# [PAGE]
★ ★ ★ ★

It is preferable that the polymer (A1) further contains an ester compound (a3) between a monohydric aliphatic alcohol having 1 to 3 carbon atoms and (meth)acrylic acid.
Examples of the monohydric aliphatic alcohol having 1 to 3 carbon atoms that constitutes the ester compound (a3) include methanol, ethanol, 1-propanol, 2-propanol, and the like.
A content of the ester compound (a3) is, from the viewpoint of suppressing volume change in the carbon-based negative electrode active material particles or the like, preferably 10 to 60% by mass, more preferably 15 to 55% by mass, and even more preferably 20 to 50% by mass, based on a total mass of the polymer (A1).
Further, the polymer (A1) may further contain a salt (a4) of an anionic monomer having a polymerizable unsaturated double bond and an anionic group.
Examples of a structure having the polymerizable unsaturated double bond include a vinyl group, an allyl group, a styrenyl group, a (meth)acryloyl group, and the like.
Examples of the anionic group include a sulfonic acid group, a carboxyl group, and the like.

★ ★ ★ ★

# [DATASET EXCERPTS]
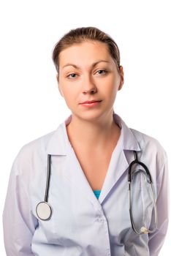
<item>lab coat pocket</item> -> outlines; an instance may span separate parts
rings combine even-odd
[[[137,232],[154,226],[154,203],[151,185],[145,170],[135,170],[132,177],[130,208],[132,222]]]

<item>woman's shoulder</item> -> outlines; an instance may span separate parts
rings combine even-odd
[[[49,140],[57,129],[39,136],[25,144],[19,149],[13,161],[13,167],[18,170],[23,166],[29,166],[33,161],[41,160],[47,156],[46,148]]]
[[[142,151],[151,152],[153,156],[156,155],[159,158],[162,159],[163,161],[166,161],[167,158],[167,152],[157,138],[135,129],[130,128],[130,129]]]

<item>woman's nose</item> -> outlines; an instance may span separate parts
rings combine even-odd
[[[83,93],[95,93],[96,91],[93,78],[90,75],[86,76],[83,81]]]

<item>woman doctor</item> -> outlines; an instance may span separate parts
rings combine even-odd
[[[3,213],[7,255],[158,255],[168,225],[167,157],[157,140],[114,112],[123,84],[116,43],[96,28],[77,28],[56,45],[53,59],[72,114],[13,162]],[[129,190],[136,157],[153,190],[136,163]],[[45,192],[48,203],[39,205]]]

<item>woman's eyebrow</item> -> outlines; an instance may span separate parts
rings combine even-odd
[[[99,61],[97,61],[93,63],[93,64],[91,64],[91,67],[94,67],[96,66],[98,63],[102,62],[102,61],[110,63],[109,61],[106,61],[106,60],[101,59],[101,60],[99,60]],[[64,66],[63,66],[62,68],[64,69],[65,67],[67,67],[67,66],[72,66],[72,67],[74,67],[75,69],[80,69],[80,67],[76,66],[75,64],[72,64],[72,63],[67,63],[66,64],[65,64]]]

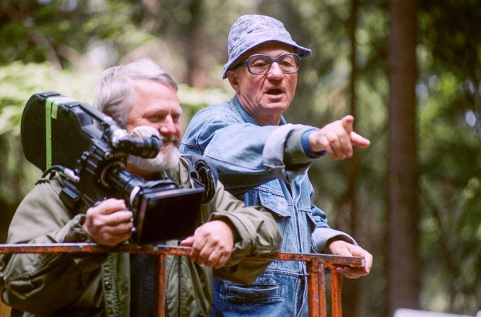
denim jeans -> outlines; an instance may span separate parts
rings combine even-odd
[[[305,277],[266,271],[248,287],[214,280],[211,317],[307,316]]]

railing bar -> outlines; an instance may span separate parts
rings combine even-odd
[[[190,247],[168,247],[163,244],[122,244],[117,247],[106,247],[95,243],[51,243],[51,244],[0,244],[0,254],[10,253],[145,253],[151,254],[166,254],[171,255],[188,255]],[[308,262],[313,259],[325,264],[338,266],[360,265],[362,259],[357,256],[339,256],[331,254],[277,253],[257,256],[248,256],[248,259],[301,261]]]
[[[331,268],[331,305],[332,317],[342,317],[342,296],[341,274],[337,272],[336,266]]]

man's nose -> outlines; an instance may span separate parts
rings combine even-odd
[[[272,63],[271,65],[271,69],[269,69],[269,72],[267,73],[267,78],[272,80],[280,80],[284,77],[284,73],[282,72],[281,66],[279,66],[279,63],[277,62]]]
[[[177,129],[171,116],[167,116],[159,129],[161,135],[172,135],[176,133]]]

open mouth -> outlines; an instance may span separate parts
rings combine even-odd
[[[267,92],[267,94],[277,95],[283,93],[282,90],[278,89],[269,89]]]

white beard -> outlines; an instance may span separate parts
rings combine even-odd
[[[157,136],[160,139],[159,131],[152,127],[142,125],[136,127],[132,130],[130,135],[133,137],[150,137]],[[140,172],[144,173],[156,173],[161,170],[169,170],[177,166],[181,158],[181,152],[178,151],[176,144],[178,141],[173,140],[165,147],[163,147],[157,156],[152,158],[145,158],[134,155],[129,155],[127,160],[128,165],[134,166]]]

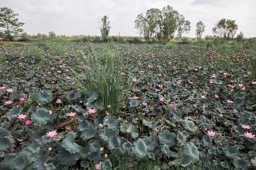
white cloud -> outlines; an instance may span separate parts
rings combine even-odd
[[[161,10],[168,4],[183,15],[191,22],[189,33],[195,37],[196,22],[206,25],[203,36],[211,35],[211,29],[222,18],[236,20],[238,30],[247,37],[256,36],[254,30],[256,13],[254,0],[13,0],[1,2],[1,6],[18,13],[19,21],[26,23],[22,28],[31,35],[38,33],[72,35],[100,35],[99,21],[107,15],[111,26],[111,35],[138,36],[134,28],[138,15],[147,10]]]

★ ★ ★ ★

# [TASK STATEMENT]
Write out everything in the polymer passage above from "Examples of the monohydric" down to "the polymer (A1).".

# [TASK ANSWER]
Examples of the monohydric aliphatic alcohol having 1 to 3 carbon atoms that constitutes the ester compound (a3) include methanol, ethanol, 1-propanol, 2-propanol, and the like.
A content of the ester compound (a3) is, from the viewpoint of suppressing volume change in the carbon-based negative electrode active material particles or the like, preferably 10 to 60% by mass, more preferably 15 to 55% by mass, and even more preferably 20 to 50% by mass, based on a total mass of the polymer (A1).